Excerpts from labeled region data
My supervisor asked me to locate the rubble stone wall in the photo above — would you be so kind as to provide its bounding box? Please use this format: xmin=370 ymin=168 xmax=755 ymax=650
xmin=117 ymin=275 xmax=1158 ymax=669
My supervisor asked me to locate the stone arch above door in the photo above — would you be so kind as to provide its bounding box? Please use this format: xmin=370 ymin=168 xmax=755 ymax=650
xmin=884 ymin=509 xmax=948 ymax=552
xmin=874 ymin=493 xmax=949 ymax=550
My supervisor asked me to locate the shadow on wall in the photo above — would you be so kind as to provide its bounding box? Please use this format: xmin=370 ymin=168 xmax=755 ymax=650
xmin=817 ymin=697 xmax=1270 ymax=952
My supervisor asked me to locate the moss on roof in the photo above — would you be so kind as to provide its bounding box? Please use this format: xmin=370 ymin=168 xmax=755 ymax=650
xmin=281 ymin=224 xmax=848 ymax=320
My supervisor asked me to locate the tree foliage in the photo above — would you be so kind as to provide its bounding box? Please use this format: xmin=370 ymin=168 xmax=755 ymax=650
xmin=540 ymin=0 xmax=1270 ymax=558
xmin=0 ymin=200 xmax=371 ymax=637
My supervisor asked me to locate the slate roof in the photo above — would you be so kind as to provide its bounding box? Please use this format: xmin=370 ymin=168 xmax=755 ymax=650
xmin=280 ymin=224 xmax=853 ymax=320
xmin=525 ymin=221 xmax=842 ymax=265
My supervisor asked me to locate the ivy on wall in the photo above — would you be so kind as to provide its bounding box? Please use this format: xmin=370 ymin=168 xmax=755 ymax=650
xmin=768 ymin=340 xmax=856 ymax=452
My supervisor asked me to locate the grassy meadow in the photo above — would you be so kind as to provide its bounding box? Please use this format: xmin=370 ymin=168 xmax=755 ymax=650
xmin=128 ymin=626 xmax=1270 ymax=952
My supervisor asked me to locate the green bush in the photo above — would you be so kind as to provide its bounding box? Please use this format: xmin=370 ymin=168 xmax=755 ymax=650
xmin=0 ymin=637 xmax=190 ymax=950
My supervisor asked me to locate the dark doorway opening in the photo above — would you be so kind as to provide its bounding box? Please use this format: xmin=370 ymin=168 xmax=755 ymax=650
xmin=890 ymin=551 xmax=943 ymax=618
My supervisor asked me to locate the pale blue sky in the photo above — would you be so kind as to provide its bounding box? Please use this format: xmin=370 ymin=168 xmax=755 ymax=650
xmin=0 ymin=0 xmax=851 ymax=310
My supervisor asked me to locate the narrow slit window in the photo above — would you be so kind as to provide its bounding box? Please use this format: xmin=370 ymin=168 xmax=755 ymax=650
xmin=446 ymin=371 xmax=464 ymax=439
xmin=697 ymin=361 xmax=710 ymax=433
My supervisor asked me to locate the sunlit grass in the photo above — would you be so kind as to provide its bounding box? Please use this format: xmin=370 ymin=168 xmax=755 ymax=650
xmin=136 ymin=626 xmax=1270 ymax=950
==
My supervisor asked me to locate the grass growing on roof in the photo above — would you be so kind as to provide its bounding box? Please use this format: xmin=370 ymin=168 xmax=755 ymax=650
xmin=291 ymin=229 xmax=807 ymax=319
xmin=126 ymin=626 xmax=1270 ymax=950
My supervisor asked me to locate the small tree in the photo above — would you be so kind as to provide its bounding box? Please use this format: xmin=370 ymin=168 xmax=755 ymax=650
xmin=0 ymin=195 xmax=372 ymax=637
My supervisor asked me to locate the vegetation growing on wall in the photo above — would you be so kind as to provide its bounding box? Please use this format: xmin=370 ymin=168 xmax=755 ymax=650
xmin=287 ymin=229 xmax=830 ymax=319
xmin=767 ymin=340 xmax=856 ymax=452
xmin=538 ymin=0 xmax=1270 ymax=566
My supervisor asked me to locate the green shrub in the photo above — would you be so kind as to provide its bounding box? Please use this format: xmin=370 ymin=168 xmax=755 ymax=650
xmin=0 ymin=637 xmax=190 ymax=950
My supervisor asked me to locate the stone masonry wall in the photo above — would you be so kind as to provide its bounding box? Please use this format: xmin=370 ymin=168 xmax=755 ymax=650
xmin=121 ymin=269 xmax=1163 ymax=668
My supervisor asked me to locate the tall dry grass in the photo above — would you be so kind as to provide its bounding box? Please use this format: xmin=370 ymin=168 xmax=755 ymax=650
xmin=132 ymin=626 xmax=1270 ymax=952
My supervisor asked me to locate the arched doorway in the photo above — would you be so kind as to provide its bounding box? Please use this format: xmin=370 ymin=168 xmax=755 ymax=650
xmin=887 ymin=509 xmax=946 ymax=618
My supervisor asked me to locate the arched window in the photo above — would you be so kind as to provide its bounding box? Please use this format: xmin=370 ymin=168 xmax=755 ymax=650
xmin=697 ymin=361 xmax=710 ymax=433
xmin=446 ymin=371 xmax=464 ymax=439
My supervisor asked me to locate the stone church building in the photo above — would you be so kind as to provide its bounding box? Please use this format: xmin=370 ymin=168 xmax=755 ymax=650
==
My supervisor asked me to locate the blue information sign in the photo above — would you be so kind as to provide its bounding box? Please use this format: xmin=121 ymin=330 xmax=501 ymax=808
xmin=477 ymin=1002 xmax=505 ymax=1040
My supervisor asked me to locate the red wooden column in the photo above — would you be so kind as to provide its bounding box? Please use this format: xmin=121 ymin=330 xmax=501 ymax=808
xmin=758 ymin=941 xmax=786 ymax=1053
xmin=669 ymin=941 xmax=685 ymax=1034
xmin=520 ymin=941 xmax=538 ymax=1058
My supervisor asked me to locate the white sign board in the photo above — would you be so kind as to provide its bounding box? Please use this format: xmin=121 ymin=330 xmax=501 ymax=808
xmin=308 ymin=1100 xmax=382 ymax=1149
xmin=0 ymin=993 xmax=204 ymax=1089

### What is being asked:
Please switch "doorway" to "entrance" in the records, starting with the line with "My supervisor asked me to locate the tall" and going on through the line with "xmin=887 ymin=509 xmax=946 ymax=618". Give only those lines again, with everything else unchanged.

### Response to this task:
My supervisor asked me to locate the tall dry grass in the photo above — would you be so kind as to provide its bounding box? Please use this format: xmin=370 ymin=168 xmax=755 ymax=650
xmin=132 ymin=626 xmax=1270 ymax=952
My supervisor asked me to locate the arched entrance in the photo above — would you be so kind as to provide its bounding box? Please use this format: xmin=370 ymin=168 xmax=755 ymax=650
xmin=887 ymin=509 xmax=946 ymax=618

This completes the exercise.